Beginning at the line that includes "# test: identify the van", return each line exactly through the end of the listing, and no line before it.

Data for analysis:
# # # #
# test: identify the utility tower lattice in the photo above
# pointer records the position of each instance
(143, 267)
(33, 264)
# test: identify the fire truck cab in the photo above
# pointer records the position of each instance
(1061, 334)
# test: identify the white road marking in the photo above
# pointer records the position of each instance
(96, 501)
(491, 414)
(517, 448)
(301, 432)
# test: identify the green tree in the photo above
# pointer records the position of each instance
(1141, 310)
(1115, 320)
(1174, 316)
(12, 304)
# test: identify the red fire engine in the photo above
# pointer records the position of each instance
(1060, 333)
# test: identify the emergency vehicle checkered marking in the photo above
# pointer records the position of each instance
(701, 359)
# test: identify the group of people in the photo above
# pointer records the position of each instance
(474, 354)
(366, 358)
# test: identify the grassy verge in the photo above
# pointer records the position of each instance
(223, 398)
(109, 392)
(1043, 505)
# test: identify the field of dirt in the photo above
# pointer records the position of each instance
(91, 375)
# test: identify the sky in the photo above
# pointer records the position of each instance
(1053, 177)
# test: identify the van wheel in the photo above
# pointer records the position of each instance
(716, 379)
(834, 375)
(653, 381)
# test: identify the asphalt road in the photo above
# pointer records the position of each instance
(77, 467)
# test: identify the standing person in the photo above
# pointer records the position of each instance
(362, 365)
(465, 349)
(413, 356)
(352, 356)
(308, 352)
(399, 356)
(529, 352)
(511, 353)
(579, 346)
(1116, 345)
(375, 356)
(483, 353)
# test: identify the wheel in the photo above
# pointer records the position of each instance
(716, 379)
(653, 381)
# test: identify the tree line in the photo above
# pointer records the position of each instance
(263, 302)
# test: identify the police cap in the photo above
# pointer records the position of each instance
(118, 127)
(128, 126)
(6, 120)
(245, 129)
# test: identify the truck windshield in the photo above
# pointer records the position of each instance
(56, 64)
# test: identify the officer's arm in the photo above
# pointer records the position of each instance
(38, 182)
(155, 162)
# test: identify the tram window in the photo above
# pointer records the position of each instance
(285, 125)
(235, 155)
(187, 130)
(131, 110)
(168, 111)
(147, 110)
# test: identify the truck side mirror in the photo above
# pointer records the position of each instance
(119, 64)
# # # #
Answer space:
# test: identify the van wheel in the photo above
# pointer records the position of each instance
(716, 379)
(834, 375)
(653, 381)
# test: identify the asphalt road in the photo above
# pointer records the position of each instance
(77, 467)
# test: identify the standing person in the photo above
# pointer records the position of each instance
(362, 365)
(465, 349)
(413, 356)
(352, 356)
(308, 352)
(399, 356)
(529, 352)
(511, 353)
(579, 346)
(1116, 345)
(375, 356)
(483, 353)
# test: identify the wheel in the photo above
# pointer records the position of each instance
(716, 379)
(653, 381)
# test: identify the tree line in the photo above
# pointer records the position of each instance
(263, 302)
# test: identify the police cap in the photo above
# pointer records the position of each instance
(118, 127)
(128, 126)
(6, 120)
(245, 129)
# test: identify the truck windshield in the photo above
# pointer records the position of each instance
(56, 64)
# test: identify the officer's arm in the photo above
# pointer records the position of each instance
(38, 182)
(155, 162)
# test: identify the tram window in the photo above
# pointer records the position of each instance
(285, 125)
(235, 155)
(187, 130)
(131, 110)
(168, 111)
(147, 110)
# test: identify the truck side mirror in the photo above
# pointer records the position of each instance
(119, 64)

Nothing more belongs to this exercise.